((
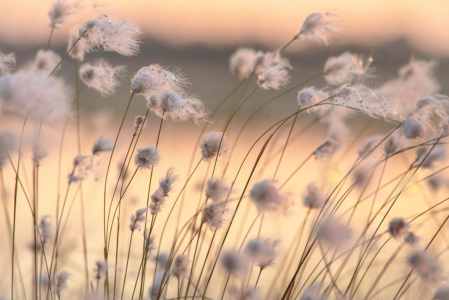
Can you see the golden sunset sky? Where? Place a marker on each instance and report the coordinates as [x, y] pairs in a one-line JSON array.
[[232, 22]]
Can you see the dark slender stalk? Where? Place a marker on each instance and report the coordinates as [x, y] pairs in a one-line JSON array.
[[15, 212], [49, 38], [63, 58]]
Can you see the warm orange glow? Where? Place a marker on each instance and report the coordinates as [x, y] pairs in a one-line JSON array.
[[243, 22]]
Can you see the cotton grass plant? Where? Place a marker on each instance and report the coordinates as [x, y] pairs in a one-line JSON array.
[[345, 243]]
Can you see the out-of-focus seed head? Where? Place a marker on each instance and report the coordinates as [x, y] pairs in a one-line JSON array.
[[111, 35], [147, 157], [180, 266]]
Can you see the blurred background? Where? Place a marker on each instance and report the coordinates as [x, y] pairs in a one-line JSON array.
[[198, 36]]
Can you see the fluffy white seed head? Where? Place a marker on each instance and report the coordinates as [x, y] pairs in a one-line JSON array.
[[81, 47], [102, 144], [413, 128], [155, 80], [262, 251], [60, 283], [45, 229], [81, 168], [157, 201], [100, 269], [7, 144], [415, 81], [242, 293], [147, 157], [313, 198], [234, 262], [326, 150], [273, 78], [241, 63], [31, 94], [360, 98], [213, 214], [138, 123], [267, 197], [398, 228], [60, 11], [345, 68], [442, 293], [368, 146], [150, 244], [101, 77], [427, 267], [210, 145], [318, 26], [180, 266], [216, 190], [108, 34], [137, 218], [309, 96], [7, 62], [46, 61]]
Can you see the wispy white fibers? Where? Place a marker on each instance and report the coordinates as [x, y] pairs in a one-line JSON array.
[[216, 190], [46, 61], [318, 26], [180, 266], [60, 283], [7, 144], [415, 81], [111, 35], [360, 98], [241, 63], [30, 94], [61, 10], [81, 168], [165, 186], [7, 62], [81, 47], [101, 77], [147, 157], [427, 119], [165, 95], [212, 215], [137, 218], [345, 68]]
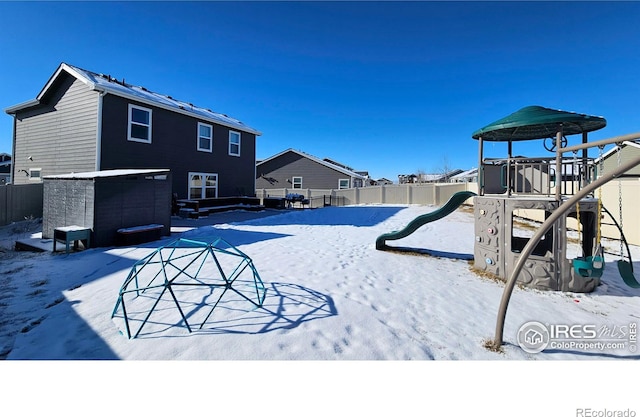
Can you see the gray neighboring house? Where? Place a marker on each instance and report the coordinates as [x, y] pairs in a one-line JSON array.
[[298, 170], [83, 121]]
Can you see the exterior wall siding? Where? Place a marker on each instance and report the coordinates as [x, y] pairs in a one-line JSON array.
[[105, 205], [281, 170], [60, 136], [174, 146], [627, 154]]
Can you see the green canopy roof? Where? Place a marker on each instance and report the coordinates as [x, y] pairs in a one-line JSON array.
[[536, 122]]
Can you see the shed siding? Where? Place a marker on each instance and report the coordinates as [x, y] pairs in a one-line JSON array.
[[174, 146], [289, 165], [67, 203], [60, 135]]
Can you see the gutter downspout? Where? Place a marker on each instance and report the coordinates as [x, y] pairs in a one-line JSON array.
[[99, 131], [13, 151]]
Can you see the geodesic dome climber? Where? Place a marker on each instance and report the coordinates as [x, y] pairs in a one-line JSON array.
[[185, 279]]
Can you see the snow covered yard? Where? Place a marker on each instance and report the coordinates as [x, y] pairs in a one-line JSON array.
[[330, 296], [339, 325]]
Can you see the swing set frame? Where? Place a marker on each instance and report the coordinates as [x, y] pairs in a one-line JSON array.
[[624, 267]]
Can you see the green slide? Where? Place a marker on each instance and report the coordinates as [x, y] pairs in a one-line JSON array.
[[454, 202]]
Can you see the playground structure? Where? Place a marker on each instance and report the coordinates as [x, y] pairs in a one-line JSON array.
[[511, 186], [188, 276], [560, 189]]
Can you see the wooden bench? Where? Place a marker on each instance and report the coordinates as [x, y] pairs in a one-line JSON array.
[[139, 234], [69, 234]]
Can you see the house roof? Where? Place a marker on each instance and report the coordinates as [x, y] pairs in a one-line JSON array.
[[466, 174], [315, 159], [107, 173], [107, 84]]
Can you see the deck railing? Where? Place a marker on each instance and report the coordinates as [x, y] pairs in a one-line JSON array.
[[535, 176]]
))
== EXERCISE PROMPT ==
None of the lines before the one containing "Can you see the green slide?" belong in the answer; reproduce that line and all later lines of the records exactly.

== SOLUTION BELOW ==
Can you see the green slide? Where? Place a marker on each instance and report the coordinates as [x, y] pairs in a one-line JSON array.
[[454, 202]]
Can you see the playground structure? Where? Place a marker on each instance and report the coordinates as [x, y] pairs in a one-line JSON array.
[[511, 186], [188, 276], [560, 189]]
Can you see the wooden bench? Where? Place a marker on each instance and report the coordinates as [x, y] pairs in a one-line JSON array.
[[139, 234], [69, 234]]
Can you see the house roof? Where? Place a marker on each instance and report the coordinates as [x, y] pairs in a one-line JSON array.
[[466, 174], [315, 159], [107, 173], [107, 84]]
Can you see the deck railing? Where? Place a marker on each instance and report the coordinates as [x, y] pairs in a one-line JSON array.
[[535, 176]]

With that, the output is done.